**WHAT YOU NEED TO DO:** Where the records below show a line containing "Annotation guideline: for every instance of the white bowl, put", start copying; end with the line containing "Annotation guideline: for every instance of the trimmed", and copy it too.

**Data entries:**
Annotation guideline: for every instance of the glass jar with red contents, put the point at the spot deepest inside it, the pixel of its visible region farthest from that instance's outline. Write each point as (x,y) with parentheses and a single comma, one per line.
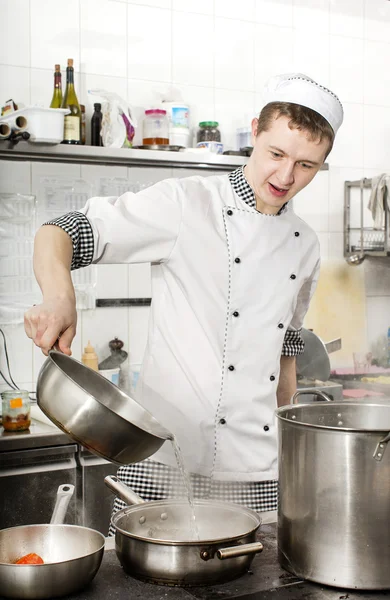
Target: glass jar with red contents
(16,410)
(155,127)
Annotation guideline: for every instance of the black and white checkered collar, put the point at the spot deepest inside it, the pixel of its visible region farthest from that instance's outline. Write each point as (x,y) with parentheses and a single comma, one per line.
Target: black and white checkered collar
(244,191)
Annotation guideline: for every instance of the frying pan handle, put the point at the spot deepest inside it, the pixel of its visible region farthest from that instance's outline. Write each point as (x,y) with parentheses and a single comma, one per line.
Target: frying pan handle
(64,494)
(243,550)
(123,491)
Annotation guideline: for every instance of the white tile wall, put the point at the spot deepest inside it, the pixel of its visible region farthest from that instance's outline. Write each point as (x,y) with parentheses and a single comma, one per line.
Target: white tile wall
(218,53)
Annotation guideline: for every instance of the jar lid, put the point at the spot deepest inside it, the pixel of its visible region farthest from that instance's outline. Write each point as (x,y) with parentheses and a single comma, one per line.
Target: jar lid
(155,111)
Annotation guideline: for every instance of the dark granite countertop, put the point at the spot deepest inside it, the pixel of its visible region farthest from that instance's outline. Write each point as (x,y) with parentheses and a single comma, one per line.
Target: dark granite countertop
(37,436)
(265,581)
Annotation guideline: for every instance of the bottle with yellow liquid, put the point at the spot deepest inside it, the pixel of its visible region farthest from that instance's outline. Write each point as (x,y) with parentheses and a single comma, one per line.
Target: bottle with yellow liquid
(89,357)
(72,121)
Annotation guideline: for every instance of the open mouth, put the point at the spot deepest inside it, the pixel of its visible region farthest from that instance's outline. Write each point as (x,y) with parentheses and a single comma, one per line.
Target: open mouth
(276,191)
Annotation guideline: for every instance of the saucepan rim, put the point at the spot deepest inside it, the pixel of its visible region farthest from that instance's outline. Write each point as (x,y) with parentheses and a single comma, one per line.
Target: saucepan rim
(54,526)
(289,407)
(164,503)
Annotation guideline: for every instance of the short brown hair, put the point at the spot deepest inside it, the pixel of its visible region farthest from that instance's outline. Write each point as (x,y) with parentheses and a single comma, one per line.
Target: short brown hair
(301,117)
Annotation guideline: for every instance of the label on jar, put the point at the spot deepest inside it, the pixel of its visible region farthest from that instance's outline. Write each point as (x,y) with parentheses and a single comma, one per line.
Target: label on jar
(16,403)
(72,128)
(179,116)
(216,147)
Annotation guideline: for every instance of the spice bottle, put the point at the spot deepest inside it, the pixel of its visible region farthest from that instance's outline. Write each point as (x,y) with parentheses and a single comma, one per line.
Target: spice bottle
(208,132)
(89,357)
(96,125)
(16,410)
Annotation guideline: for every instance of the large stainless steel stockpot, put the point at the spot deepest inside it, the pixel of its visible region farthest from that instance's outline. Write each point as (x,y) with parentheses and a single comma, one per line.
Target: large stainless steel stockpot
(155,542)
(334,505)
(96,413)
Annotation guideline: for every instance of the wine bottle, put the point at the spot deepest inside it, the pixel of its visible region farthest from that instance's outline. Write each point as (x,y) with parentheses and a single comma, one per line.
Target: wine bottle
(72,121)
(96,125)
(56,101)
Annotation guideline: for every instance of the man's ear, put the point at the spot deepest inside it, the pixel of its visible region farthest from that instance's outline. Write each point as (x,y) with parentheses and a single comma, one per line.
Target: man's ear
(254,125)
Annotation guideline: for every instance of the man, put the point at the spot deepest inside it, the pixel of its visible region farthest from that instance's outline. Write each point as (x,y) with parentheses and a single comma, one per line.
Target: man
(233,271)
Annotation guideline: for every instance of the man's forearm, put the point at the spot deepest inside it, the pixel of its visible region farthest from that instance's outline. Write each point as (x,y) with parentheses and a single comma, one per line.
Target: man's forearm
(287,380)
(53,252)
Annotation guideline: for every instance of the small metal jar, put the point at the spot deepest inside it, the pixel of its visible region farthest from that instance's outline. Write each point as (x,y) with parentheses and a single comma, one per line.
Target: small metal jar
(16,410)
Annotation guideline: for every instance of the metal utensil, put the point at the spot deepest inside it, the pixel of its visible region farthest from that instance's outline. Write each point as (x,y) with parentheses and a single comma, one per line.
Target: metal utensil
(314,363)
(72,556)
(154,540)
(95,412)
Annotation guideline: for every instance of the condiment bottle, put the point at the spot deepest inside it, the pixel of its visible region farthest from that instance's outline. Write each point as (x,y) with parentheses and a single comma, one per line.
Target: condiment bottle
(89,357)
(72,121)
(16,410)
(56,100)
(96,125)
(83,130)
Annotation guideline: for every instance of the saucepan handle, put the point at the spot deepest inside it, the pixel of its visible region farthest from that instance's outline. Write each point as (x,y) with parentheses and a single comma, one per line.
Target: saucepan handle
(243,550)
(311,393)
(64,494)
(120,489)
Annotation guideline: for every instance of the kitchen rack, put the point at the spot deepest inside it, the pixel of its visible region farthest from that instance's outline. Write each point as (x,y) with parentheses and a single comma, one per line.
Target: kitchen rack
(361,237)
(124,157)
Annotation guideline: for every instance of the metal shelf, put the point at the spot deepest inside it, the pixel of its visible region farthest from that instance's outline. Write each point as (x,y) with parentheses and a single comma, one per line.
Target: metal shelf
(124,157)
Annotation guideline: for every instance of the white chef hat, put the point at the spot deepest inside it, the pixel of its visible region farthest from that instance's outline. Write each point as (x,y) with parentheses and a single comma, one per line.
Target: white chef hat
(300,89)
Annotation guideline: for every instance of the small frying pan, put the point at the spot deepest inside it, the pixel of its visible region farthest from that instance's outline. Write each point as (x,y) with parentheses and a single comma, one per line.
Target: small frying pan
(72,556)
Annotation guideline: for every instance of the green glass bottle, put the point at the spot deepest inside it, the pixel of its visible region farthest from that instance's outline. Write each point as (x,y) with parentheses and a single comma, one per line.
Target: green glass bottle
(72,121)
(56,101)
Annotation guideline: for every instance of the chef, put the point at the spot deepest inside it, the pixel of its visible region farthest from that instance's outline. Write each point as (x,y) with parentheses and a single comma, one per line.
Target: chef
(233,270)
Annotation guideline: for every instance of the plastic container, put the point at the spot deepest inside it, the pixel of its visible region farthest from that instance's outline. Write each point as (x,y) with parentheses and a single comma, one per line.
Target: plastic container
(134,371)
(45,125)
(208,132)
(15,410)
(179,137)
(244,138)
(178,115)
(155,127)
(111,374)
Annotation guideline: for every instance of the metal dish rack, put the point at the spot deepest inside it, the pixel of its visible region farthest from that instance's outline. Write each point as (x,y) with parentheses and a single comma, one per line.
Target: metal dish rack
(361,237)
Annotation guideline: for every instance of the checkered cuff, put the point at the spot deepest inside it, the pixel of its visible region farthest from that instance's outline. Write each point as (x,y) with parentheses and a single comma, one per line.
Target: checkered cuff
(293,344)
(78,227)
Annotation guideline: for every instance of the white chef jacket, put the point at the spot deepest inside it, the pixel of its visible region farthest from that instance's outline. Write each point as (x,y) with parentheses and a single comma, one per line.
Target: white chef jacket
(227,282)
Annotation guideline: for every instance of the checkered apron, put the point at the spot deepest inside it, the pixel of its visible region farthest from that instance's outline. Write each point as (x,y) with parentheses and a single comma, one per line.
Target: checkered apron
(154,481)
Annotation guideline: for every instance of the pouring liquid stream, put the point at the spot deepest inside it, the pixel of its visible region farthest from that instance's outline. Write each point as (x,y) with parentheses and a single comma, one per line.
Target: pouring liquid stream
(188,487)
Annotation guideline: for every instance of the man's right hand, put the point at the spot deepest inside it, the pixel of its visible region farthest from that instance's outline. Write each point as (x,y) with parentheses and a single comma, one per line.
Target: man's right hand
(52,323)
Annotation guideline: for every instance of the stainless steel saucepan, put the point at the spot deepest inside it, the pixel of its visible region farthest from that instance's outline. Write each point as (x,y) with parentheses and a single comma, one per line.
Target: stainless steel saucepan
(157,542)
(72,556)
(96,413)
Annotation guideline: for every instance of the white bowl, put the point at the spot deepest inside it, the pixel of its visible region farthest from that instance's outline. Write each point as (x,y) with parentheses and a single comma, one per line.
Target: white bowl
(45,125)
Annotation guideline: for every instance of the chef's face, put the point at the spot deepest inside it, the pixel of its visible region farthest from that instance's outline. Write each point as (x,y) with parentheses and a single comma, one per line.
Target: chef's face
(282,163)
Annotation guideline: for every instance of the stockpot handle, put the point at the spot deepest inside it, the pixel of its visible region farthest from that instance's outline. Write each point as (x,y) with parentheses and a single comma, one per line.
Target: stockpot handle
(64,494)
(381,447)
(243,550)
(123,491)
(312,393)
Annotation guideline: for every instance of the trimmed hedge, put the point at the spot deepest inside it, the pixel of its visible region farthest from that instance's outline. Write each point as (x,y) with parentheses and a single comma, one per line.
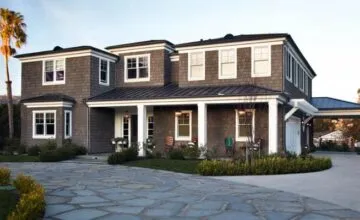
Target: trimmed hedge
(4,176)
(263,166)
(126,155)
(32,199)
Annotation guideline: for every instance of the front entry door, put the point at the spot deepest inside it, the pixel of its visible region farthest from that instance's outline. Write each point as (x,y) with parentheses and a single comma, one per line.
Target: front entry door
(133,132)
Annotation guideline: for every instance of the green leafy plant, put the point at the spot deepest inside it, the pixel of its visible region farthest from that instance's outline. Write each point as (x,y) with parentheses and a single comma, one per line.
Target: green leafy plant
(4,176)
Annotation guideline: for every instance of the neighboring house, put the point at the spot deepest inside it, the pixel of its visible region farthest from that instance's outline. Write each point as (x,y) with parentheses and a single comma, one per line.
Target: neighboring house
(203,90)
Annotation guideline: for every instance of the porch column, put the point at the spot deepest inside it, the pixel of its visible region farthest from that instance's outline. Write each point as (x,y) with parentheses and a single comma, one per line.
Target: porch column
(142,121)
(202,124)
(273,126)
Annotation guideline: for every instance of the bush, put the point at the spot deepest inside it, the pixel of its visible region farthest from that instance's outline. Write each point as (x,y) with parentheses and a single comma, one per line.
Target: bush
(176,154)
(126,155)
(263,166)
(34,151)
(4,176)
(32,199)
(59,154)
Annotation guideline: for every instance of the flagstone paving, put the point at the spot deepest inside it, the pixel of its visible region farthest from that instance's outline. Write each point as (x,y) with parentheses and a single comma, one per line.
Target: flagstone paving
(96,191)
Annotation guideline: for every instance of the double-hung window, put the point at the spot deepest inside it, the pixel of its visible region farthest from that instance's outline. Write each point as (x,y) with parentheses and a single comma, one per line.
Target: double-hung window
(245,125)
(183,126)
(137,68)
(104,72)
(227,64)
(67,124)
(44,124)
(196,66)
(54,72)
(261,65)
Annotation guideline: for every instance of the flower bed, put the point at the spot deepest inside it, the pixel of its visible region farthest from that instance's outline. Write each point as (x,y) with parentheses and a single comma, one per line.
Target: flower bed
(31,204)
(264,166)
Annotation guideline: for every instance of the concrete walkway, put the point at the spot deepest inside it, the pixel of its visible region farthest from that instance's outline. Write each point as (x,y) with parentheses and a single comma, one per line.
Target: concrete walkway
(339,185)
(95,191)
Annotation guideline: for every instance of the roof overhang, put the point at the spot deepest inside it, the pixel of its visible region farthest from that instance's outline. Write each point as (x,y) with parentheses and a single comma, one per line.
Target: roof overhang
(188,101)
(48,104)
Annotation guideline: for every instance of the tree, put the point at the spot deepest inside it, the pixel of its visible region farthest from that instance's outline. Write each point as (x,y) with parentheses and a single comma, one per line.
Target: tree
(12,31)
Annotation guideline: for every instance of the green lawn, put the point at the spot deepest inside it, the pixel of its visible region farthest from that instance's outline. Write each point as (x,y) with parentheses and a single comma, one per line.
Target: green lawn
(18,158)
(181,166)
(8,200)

**ANSWER TO THIS PROBLEM:**
Annotation guideline: for every instance of the white bowl, put the point at the spot deepest inside it, the pixel of its visible region farthest from that instance's outline. Write each point as (x,y) with parentheses and a single comma, one per line.
Target: white bowl
(45,125)
Annotation guideline: for every instance of the chef's face, put the point at the spot deepest inside it, the pixel of its visible region farthest from that instance's outline. Write each point as (x,y) with parentheses and a single comma, one per line.
Target: chef's face
(282,163)
Annotation guideline: for every instance of the stockpot handle, put the point at the spot deepest inside it, the pixel of its visible region farthest from that instance's outline. Write each point as (x,y) with parentheses and a single comma, one per line.
Target: stockpot handle
(64,494)
(381,447)
(243,550)
(123,491)
(312,393)
Annotation guideline: for every instance of the trimmed hedge, put the point at the spot deepest inside it, the pixel of its visible region farthest from that instance's outline. Write each point as (x,y) with parentheses and a single comma, one per line.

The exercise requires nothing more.